##### Extract provided #####

In recent news, marine biologists have reported an incredible resurgence in the population of a large clam species known as the noble pen shell, or Pinna nobilis, which was close to disappearing. This clam species faced a severe threat from a deadly disease that spread across parts of the Mediterranean back in 2016, causing a rapid decline in their numbers. Recently, Croatian scientists knew of only around 10 surviving noble pen shells in their Adriatic Sea area. However, in 2022, a diver’s sighting of a group of 20 clams near the north shore of the Istria peninsula astonished experts, sparking disbelief and amazement.

#####

» Questions on the material
1/ Using the noble pen shell article, decide whether each statement agrees with it. Answer yes or no for each, quoting the words that decide it. (a) The disease that threatened the clams spread across parts of the Mediterranean in 2016. (b) The diver spotted the group of clams near the south shore of the Istria peninsula. (c) Croatian scientists had known of only around 100 surviving noble pen shells in their part of the Adriatic Sea.
2/ According to the noble pen shell article, what is the scientific name of this clam species?
3/ Write a continuation of the noble pen shell article, beginning right after its final sentence.

##### Supplied information #####

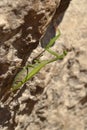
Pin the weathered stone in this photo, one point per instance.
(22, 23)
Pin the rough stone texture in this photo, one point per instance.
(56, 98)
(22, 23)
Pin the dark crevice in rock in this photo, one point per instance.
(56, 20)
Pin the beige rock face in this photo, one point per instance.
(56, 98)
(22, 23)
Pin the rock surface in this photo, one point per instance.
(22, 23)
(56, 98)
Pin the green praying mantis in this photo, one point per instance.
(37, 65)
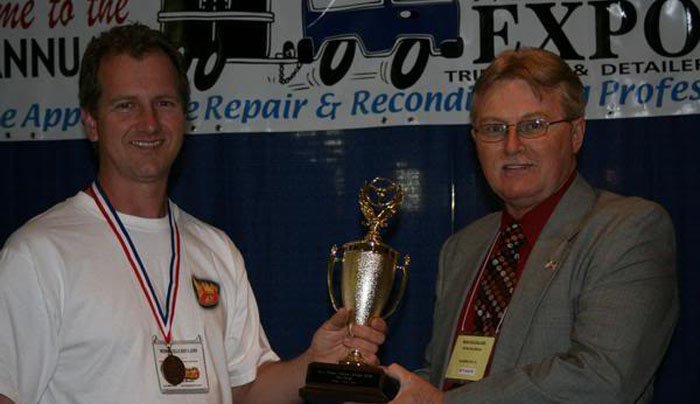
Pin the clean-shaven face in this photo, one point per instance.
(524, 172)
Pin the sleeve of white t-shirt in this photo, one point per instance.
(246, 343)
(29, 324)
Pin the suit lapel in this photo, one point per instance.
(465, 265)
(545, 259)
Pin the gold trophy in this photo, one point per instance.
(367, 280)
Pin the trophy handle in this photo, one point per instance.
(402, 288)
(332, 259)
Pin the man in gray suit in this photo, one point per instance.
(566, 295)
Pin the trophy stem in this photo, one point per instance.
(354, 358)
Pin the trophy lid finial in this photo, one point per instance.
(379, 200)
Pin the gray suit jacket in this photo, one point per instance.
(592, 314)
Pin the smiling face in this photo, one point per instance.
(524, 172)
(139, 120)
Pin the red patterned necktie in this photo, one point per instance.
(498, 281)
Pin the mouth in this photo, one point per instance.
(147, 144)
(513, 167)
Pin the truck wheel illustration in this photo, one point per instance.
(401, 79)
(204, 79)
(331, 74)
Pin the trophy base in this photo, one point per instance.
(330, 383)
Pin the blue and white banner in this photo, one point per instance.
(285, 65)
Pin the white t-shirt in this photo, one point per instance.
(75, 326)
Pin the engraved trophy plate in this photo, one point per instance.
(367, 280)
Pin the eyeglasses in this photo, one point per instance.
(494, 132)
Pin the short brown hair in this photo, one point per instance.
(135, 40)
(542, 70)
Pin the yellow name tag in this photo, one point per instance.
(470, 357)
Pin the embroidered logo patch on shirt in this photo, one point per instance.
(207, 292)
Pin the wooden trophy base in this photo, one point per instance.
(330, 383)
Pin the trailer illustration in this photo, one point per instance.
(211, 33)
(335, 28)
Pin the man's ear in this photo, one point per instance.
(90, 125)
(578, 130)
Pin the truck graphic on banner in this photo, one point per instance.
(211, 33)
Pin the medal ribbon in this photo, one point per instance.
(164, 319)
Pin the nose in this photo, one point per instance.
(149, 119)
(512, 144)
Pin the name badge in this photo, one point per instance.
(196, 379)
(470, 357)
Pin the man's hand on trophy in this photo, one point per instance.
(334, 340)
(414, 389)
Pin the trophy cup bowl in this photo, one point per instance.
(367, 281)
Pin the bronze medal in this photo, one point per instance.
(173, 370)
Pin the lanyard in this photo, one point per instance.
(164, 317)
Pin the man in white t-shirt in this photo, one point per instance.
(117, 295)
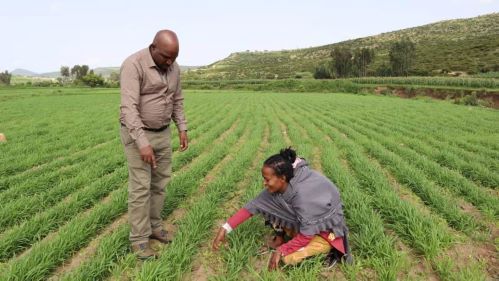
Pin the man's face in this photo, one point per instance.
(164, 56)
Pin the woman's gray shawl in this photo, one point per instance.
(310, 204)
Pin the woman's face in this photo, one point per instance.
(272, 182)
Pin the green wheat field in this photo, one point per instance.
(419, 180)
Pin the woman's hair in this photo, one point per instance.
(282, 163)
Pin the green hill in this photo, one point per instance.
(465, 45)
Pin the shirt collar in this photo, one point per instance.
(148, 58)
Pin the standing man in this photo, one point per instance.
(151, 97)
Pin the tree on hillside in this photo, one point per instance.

#####

» Responses per task
1/
(a) Yes: "a deadly disease that spread across parts of the Mediterranean back in 2016"
(b) No: "near the north shore of the Istria peninsula"
(c) No: "only around 10 surviving noble pen shells in their Adriatic Sea area"

2/ Pinna nobilis.

3/
Sandro Dujmovic from the Natura Histrica organization, overseeing Istria’s protected areas, expressed astonishment, stating that the news seemed unbelievable as they thought these clams could not have survived. In 2023, biologists successfully collected around 100 young noble pen shell specimens and transferred them to an aquarium, a positive sign indicating their ability to reproduce. These clams, which can grow up to 4 feet (120 cm) in shell size, play a crucial role in the ecosystem by filtering seawater and supporting other marine organisms’ growth. To ensure their safety and protection, the clams are kept in a specialized environment at the Pula aquarium, free from parasites that can harm them. Biologist Nikolina Premate emphasized the necessity of a pristine environment for the clams to thrive and adapt for their potential return to the sea. Although the exact cause of this resurgence remains unclear, Croatia’s government has allocated funds for further research. Dujmovic underscored the collaborative efforts of various Adriatic coast institutions and individuals engaged in monitoring, exploring, and conserving these clams.